**What is needed**
Reproduce every line of the data below word for word.

[Detection examples]
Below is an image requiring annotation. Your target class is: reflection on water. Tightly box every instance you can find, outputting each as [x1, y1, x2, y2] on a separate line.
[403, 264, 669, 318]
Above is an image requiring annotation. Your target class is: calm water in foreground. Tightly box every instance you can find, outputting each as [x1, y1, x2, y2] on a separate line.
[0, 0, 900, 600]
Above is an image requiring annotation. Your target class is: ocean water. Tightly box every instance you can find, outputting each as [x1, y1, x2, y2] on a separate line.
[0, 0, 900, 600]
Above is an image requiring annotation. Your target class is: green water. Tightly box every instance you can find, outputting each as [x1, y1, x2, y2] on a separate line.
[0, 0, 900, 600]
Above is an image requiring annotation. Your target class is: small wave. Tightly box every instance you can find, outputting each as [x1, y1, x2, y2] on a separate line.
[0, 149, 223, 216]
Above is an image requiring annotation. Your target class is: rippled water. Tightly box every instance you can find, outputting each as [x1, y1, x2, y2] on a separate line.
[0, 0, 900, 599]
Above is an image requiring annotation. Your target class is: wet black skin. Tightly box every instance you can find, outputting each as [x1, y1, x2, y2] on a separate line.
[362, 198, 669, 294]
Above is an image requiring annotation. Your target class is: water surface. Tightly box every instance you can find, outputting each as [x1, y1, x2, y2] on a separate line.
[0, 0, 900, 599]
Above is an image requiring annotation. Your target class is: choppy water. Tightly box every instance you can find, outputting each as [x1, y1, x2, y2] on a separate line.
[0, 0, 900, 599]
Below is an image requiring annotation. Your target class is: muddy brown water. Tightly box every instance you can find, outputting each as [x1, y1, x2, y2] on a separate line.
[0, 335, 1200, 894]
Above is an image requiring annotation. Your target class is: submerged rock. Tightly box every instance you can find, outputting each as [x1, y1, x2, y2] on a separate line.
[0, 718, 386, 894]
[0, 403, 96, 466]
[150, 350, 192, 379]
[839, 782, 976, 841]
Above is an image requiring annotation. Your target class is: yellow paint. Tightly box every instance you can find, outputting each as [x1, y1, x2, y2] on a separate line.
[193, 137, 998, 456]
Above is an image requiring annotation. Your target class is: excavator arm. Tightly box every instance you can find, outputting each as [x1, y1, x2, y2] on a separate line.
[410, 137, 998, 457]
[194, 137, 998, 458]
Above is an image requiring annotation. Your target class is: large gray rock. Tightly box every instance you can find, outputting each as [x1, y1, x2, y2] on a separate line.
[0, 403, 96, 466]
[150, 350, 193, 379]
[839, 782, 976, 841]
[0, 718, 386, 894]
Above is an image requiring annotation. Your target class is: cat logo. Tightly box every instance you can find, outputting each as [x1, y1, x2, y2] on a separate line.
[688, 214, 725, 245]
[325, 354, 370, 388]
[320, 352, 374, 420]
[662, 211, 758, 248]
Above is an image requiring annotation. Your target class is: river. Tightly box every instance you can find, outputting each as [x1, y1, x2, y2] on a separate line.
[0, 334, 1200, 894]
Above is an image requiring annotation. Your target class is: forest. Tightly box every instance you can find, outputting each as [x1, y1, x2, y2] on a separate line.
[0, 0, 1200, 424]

**Task response**
Below is an image requiring annotation. Your target class is: reflection on water. Tightly box every instance you can find, outputting each as [x1, y1, x2, y2] on a separate line.
[403, 264, 669, 318]
Above is an image requiring annotation. Your target class is: calm water in foreground. Tightly box every instance you can find, outputting each as [x1, y1, x2, y2] on a separate line.
[0, 0, 900, 600]
Above is an image requiring annotation. Your target class is: ocean water. Tightly box every instance you can find, outputting each as [x1, y1, x2, y2] on a separate line.
[0, 0, 900, 600]
Above is an image requiring annotation. Your target class is: green water. Tightly box every instance you can find, outputting each as [x1, y1, x2, y2] on a separate line.
[0, 0, 900, 600]
Above is an image requiring annotation. Your target class is: small wave. Tightly box every instance you can find, outputting each as [x1, y1, x2, y2] on a separate line.
[0, 149, 223, 216]
Above is an image requiring annotation. Your target class is: rippled water. Tightly box every instance you can find, outputting each as [x1, y1, x2, y2] on a separate line.
[0, 0, 900, 599]
Above is an image requiring annotation. Your target class is: wet black skin. Tightly box every instance you can find, outputting each as [x1, y1, x2, y2] on a separate line.
[362, 198, 669, 294]
Above is an image requiring annotation. Your target class is: water surface. Tightly box every instance you can find, outputting each as [x1, y1, x2, y2] on a separate line.
[0, 0, 900, 599]
Above is an image requiring annotation. Your target class is: choppy water. Tightly box every instance you can find, outputting each as [x1, y1, x2, y2] on a separate line.
[0, 0, 900, 599]
Below is an image requiring annotation. Your target class is: muddy brown water. Tightly box every instance you can find, outputting each as [x1, y1, x2, y2] on a separate line.
[0, 335, 1200, 894]
Above is an image requiring annotation. Your target class is: submerged rock. Tightly box every instance you can find, outputting each as [x1, y1, x2, y2] on a separate line.
[0, 718, 386, 894]
[0, 403, 96, 466]
[150, 350, 192, 379]
[839, 782, 976, 841]
Above is an image requiring annotation. Your target class is: yellow paint. Tightly box every instance you can find, outputting each as [x1, y1, x2, y2] on a separate line.
[193, 137, 998, 456]
Above is an image requiring annotation. Your target class is: excavator arm. Tightly box every instance you can find, outputting each as [x1, y1, x2, y2] on a separate line.
[410, 137, 998, 457]
[194, 137, 998, 458]
Above is an image requiring annotation. Your target class is: large gray rock. Tightly box every instance you can find, outputting each as [x1, y1, x2, y2] on a separate line.
[0, 403, 96, 466]
[150, 350, 193, 379]
[839, 782, 976, 841]
[0, 718, 386, 894]
Above is an image requiring annotation. Your target class is: cat logo. Tightly box every instance you can find, outputting each as [x1, y1, x2, y2] on a separate line.
[688, 214, 725, 245]
[325, 354, 370, 388]
[320, 352, 374, 420]
[662, 211, 758, 248]
Above is an image requiring annotation. Your target class is: river. Tightly box every instance you can find, outputting each as [x1, y1, x2, y2] on a separate line.
[0, 334, 1200, 894]
Above is an image requiring annotation. Your target class is: forest. Tightly box every instance you can find, outputting each as [x1, y1, x2, y2] on a separate line.
[0, 0, 1200, 424]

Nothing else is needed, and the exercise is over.